» **POLECENIE A**
Wyciągnij z wykazu wszystkie wiersze, w których występuje słowo „nose”.

» **FRAGMENT TEKSTU**
------------
Wpis z mikrobloga

Pierwszy raz przeszedłem Red Dead Redemption 2. Właściwie to skończyłem dopiero rozdział 6 i został mi teraz epilog tylko, ale już teraz mogę napisać, że ta gra to istne cudo. Początkowo nie mogłem się wkręcić w tę grę, ten prolog początkowo mnie nudził i gra wydawała się toporna, jednak po czasie stwierdzam, że to wprowadzenie było specjalnie takie wolne, żeby jak najlepiej wczuć się w grę. Ta gra to jak bardzo dobra książka lub serial w którym akcja powoli się rozkręca, a koniec to już coś niesamowitego. Chyba nigdy nie związałem się tak z postacią z gry, jak z Arthurem - pięknie napisana historia, a scena na dworcu razem z zakonnicą zostanie ze mną na zawsze i jest to chyba najlepsza scena w grach w jakie miałem możliwość przejść.
------------
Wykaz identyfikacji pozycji
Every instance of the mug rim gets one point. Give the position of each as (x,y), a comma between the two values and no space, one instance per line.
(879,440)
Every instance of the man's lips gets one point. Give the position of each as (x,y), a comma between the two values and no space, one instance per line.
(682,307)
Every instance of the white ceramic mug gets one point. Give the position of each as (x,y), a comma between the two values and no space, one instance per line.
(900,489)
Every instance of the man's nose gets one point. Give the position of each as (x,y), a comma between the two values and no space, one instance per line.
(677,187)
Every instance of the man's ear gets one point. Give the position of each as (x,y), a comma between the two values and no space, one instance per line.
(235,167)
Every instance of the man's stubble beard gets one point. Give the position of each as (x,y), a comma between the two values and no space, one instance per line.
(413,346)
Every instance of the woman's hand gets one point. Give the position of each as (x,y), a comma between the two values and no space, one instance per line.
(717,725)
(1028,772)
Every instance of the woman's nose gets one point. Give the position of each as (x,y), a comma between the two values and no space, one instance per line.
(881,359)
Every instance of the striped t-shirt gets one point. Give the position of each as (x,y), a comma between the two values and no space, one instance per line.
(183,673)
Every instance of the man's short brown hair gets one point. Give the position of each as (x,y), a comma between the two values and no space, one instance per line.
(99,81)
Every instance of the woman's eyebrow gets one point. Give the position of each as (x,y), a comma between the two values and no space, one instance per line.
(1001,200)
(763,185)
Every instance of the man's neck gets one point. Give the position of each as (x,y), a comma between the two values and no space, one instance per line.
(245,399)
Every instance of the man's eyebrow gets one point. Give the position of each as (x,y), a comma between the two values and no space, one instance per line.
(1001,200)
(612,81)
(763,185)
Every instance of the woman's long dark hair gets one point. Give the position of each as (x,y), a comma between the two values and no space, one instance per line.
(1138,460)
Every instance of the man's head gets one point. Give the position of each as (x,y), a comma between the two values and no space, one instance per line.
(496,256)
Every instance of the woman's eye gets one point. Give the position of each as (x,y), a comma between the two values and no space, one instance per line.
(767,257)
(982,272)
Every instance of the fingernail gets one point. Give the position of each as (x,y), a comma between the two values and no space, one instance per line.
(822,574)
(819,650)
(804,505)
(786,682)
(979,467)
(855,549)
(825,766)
------------
» **POLECENIE B**
Napisz dalszą część wpisu z mikrobloga o Red Dead Redemption 2, tak by następowała bezpośrednio po jego ostatnim zdaniu.

» **ODPOWIEDŹ A**
Every instance of the man's nose gets one point. Give the position of each as (x,y), a comma between the two values and no space, one instance per line.
Every instance of the woman's nose gets one point. Give the position of each as (x,y), a comma between the two values and no space, one instance per line.

» **ODPOWIEDŹ B**
#rdr2
  • 9
  • Odpowiedz
@Wojtisch: mam takie same odczucia. Ta gra jest jak dobra książka. Mamy tutaj wszystko co się składa na dobrą historię, wielki żyjący świat, bohater który nie jest zero jedynkowy, no i przemiana głównego bohatera. A końcowa to szkoda gadać bo u mnie to ninja kroiły cebulę ( ͡° ʖ̯ ͡°)
  • Odpowiedz
@Wojtisch: To jest bardzo długa gra, trzeba to zaakceptować i mieć na uwadze. Trochę jak zelda, trzeba się wyluzować, zaakceptować tempo i po pierwszych 30h chłoniesz po prostu wszystko przez następne 40-70h. Piękna sprawa ( ʖ̯)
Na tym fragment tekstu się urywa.